> WORK TO BE COMPLETED
What follows is a set of records. Repeat every one of them exactly.

Excerpts from a dataset:
_ _ _

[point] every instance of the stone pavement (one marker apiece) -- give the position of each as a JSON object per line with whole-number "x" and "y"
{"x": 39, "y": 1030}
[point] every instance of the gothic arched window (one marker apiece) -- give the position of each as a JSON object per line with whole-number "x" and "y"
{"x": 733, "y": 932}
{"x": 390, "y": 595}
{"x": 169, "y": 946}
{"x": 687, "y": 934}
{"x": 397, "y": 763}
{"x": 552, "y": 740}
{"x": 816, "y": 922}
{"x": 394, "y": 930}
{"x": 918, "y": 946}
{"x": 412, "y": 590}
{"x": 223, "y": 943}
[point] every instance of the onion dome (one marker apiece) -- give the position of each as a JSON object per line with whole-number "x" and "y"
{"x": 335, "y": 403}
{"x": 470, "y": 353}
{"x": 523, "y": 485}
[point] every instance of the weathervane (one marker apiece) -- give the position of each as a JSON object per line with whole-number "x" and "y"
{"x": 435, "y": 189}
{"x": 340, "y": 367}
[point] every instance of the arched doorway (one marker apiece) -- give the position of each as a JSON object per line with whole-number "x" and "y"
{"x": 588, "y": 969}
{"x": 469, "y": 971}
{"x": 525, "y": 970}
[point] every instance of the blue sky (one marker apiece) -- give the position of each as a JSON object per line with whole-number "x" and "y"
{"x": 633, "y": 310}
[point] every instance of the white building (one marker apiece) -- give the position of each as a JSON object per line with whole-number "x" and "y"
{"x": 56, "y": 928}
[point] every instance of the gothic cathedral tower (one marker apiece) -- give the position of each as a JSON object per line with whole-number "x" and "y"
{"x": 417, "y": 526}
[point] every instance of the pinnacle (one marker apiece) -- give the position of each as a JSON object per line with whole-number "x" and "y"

_ _ _

> OUTPUT BELOW
[point] every instance of the stone pavement (one marker apiece) -- give the position of each as a JSON object per line with whole-number "x" and "y"
{"x": 39, "y": 1030}
[point] every instance of the gothic arched window (one marker apiece) -- give the position of each as a JSON object per line with whole-number "x" and "y"
{"x": 733, "y": 932}
{"x": 390, "y": 595}
{"x": 169, "y": 946}
{"x": 687, "y": 934}
{"x": 397, "y": 763}
{"x": 552, "y": 740}
{"x": 816, "y": 922}
{"x": 394, "y": 930}
{"x": 918, "y": 946}
{"x": 412, "y": 590}
{"x": 223, "y": 943}
[point] every instance of the onion dome (one marker apiece) -- give the position of each as a JSON object per line with whole-number "x" and "y"
{"x": 335, "y": 403}
{"x": 470, "y": 353}
{"x": 523, "y": 485}
[point] every instance of the weathervane (one marker apiece) -- give the position of each as a JSON object per line with whole-number "x" and "y"
{"x": 435, "y": 189}
{"x": 340, "y": 367}
[point] every instance of the arched doorway (one marker apiece) -- give the position of each as a JSON object per line with whole-number "x" and "y"
{"x": 588, "y": 969}
{"x": 469, "y": 971}
{"x": 525, "y": 970}
[point] every instance of the blue sky (one marker apiece) -- give the position of each as a JSON object per line with whole-number "x" and "y"
{"x": 633, "y": 310}
[point] every instance of the white building (one marker apiece) -- give the position of each as a JSON object per line with whole-number "x" and "y"
{"x": 56, "y": 928}
[point] every instance of the gothic cathedral tower (one marker apiece) -- give the position of each as a JSON object per line with whole-number "x" and "y"
{"x": 417, "y": 526}
[point] every instance of the pinnacle (one marker apiece) -- give the position of each as a JSON object per line with whole-number "x" and "y"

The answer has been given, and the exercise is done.